**Dataset content:**
--

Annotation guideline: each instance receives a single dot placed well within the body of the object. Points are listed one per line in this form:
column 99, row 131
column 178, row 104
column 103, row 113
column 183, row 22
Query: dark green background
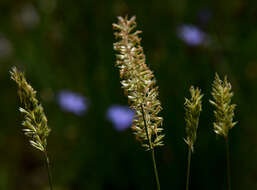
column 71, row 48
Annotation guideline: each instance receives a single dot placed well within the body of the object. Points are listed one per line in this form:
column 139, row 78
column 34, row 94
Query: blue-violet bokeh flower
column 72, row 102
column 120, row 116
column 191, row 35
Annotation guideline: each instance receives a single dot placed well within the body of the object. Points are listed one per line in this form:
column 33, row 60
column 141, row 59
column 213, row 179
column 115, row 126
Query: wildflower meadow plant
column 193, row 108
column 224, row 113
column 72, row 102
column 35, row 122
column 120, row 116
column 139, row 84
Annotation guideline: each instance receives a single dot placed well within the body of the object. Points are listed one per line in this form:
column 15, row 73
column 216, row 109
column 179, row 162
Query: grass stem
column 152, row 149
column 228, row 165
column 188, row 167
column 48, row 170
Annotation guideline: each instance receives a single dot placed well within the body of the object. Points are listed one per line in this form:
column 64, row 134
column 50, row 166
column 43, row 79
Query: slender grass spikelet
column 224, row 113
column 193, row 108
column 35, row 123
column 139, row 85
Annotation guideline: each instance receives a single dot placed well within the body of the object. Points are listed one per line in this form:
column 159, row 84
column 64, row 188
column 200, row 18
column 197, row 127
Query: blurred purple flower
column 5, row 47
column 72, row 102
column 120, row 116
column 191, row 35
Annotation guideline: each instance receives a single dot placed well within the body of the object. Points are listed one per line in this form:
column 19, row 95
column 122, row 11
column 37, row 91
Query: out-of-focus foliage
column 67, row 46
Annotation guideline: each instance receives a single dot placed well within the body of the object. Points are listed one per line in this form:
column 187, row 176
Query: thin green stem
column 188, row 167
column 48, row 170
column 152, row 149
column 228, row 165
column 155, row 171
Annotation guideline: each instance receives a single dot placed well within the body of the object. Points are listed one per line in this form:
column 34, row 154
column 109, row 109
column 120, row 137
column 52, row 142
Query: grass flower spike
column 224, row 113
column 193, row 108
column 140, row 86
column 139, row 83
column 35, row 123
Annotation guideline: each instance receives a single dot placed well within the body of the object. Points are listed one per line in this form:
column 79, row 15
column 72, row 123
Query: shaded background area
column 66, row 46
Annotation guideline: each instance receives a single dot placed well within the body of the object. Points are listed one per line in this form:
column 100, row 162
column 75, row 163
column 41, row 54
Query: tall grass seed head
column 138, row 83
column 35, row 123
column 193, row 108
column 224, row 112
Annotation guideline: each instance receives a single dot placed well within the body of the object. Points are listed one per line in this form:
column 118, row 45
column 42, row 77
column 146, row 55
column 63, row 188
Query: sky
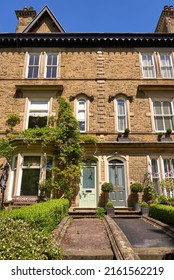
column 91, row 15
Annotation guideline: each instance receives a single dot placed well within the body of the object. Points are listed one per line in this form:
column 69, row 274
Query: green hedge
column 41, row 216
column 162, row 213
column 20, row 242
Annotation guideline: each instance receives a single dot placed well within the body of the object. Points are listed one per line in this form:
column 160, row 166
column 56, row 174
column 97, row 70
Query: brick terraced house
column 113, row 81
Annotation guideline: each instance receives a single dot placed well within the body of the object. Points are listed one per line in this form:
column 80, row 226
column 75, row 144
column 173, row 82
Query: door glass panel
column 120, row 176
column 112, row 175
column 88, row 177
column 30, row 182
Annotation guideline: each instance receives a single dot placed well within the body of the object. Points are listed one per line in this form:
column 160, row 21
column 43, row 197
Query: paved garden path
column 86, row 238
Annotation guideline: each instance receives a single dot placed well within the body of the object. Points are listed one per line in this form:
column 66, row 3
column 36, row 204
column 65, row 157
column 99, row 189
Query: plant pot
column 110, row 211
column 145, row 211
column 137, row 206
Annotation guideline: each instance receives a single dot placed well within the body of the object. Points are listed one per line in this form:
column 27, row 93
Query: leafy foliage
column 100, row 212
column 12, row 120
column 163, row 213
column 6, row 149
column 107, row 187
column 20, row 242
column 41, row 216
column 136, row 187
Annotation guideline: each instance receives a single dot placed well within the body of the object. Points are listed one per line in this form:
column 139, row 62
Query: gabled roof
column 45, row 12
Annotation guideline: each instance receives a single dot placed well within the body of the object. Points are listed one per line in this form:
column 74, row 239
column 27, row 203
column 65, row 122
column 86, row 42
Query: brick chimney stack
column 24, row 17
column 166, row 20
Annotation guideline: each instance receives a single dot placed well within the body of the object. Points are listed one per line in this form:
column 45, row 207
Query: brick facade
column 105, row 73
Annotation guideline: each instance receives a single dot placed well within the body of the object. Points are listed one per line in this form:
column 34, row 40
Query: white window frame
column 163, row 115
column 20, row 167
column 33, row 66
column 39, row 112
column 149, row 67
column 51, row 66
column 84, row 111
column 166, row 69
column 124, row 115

--

**Task requirements:**
Copy the entire listing above word for word, omitting the pictures.

**Reply to the exercise:**
Annotation guideline: each instance receives a single dot placed well within the body of the object. Points are listed one per line in this form:
column 99, row 131
column 178, row 104
column 103, row 113
column 183, row 22
Query: dark green background
column 71, row 48
Annotation guideline: each instance receives a single dot placed well within the body of the object. Points are listed one per line in this form:
column 139, row 78
column 34, row 94
Query: blue-violet bokeh flower
column 72, row 102
column 120, row 116
column 191, row 35
Annotation guideline: each instance receives a single dot placed well within the body of the object. Points are listed one per line in this form:
column 33, row 60
column 141, row 59
column 213, row 179
column 115, row 126
Query: wildflower meadow plant
column 193, row 108
column 224, row 113
column 72, row 102
column 35, row 122
column 120, row 116
column 139, row 84
Annotation guideline: each instance receives a single dot placed well within the body of the object. Points are listed one per line in this form:
column 15, row 73
column 216, row 109
column 179, row 162
Query: grass stem
column 152, row 149
column 228, row 165
column 188, row 167
column 48, row 170
Annotation guideline: each instance receives a single dot placed well within the body of the object. Points are listed one per line in this form:
column 64, row 134
column 50, row 166
column 43, row 79
Query: slender grass spikelet
column 224, row 113
column 193, row 108
column 35, row 123
column 139, row 85
Annotation guideline: each instance receives a single dot placed well within the body of the object. Points are listed one per line in this form:
column 159, row 84
column 64, row 188
column 200, row 18
column 197, row 127
Query: blurred purple flower
column 5, row 47
column 72, row 102
column 120, row 116
column 191, row 35
Annotation guideline: each instance receives a single dot placed well within the body of the object. Points are listed one per line in this form:
column 19, row 95
column 122, row 11
column 37, row 91
Query: out-of-focus foliage
column 67, row 46
Annotation guideline: each instance receives a single dot placed well within the body of the object. Points are listed one per line in this form:
column 187, row 176
Query: thin green stem
column 188, row 167
column 48, row 170
column 152, row 149
column 228, row 165
column 155, row 171
Annotation guideline: each instance receives a single dot placed well within the body of the object. Points are listed one per line in this form:
column 34, row 154
column 109, row 109
column 120, row 137
column 52, row 142
Query: grass flower spike
column 224, row 113
column 193, row 108
column 140, row 86
column 139, row 83
column 35, row 123
Annotation guideline: each instance receives a single dot placed well within the body of the object. Points are listed one per line in this form:
column 79, row 15
column 72, row 123
Query: shaded background area
column 66, row 46
Annotation guideline: each instance receives a single dot placed well within the body of the object. Points are listed one per line in this form:
column 100, row 162
column 75, row 163
column 41, row 54
Query: tall grass seed head
column 138, row 83
column 35, row 123
column 193, row 108
column 224, row 112
Annotation guideline: each instance receives a single dot placed well within the body of the object. Points are listed one per line in this form:
column 118, row 45
column 42, row 77
column 146, row 55
column 63, row 188
Query: sky
column 91, row 15
Annotation guideline: each instance receives a single dot placed well within the body of the object. Points are listed one per line in this form:
column 69, row 274
Query: green hedge
column 41, row 216
column 162, row 213
column 20, row 242
Annotation guideline: each instance receives a single dot placed well within the body of the object. Points are listed one per line in this form:
column 160, row 166
column 56, row 174
column 97, row 70
Query: brick terraced house
column 113, row 81
Annotation guideline: each instance receives a single dot placed well within the body of the object. Points are listed one per line in this form:
column 80, row 226
column 75, row 144
column 173, row 82
Query: door glass panel
column 120, row 176
column 112, row 175
column 88, row 177
column 30, row 182
Annotation guideline: each instance receives a single dot placed well within the body of the object. Points are listed one per line in this form:
column 160, row 21
column 43, row 197
Query: paved garden path
column 86, row 238
Annotation guideline: each instance receives a single dot placed well within the body of the object. Points are listed one per line in this form:
column 66, row 3
column 36, row 204
column 65, row 157
column 99, row 189
Query: plant pot
column 110, row 211
column 145, row 211
column 137, row 206
Annotation guideline: each instance receives a single dot placed well within the body of the object. Points are listed one per line in this form:
column 27, row 93
Query: leafy foliage
column 100, row 212
column 12, row 120
column 163, row 213
column 6, row 149
column 107, row 187
column 20, row 242
column 41, row 216
column 136, row 187
Annotation guideline: each instance receives a single dot placed well within the body of the object. Points are listed one per line in this form:
column 139, row 62
Query: gabled roof
column 45, row 12
Annotation guideline: each instance receives a single dot placed well within the body of the object. Points are listed one per line in this form:
column 74, row 239
column 27, row 203
column 65, row 122
column 86, row 42
Query: brick chimney stack
column 24, row 17
column 166, row 20
Annotation guideline: each instance receives a single dot placed well within the body of the object. Points are listed one per line in this form:
column 45, row 207
Query: brick facade
column 105, row 73
Annotation guideline: each instance receives a single dot placed well within the body of the object. Points are listed one per line in this form:
column 34, row 40
Query: white window frame
column 163, row 115
column 20, row 167
column 33, row 66
column 39, row 112
column 149, row 67
column 51, row 66
column 84, row 111
column 166, row 69
column 124, row 115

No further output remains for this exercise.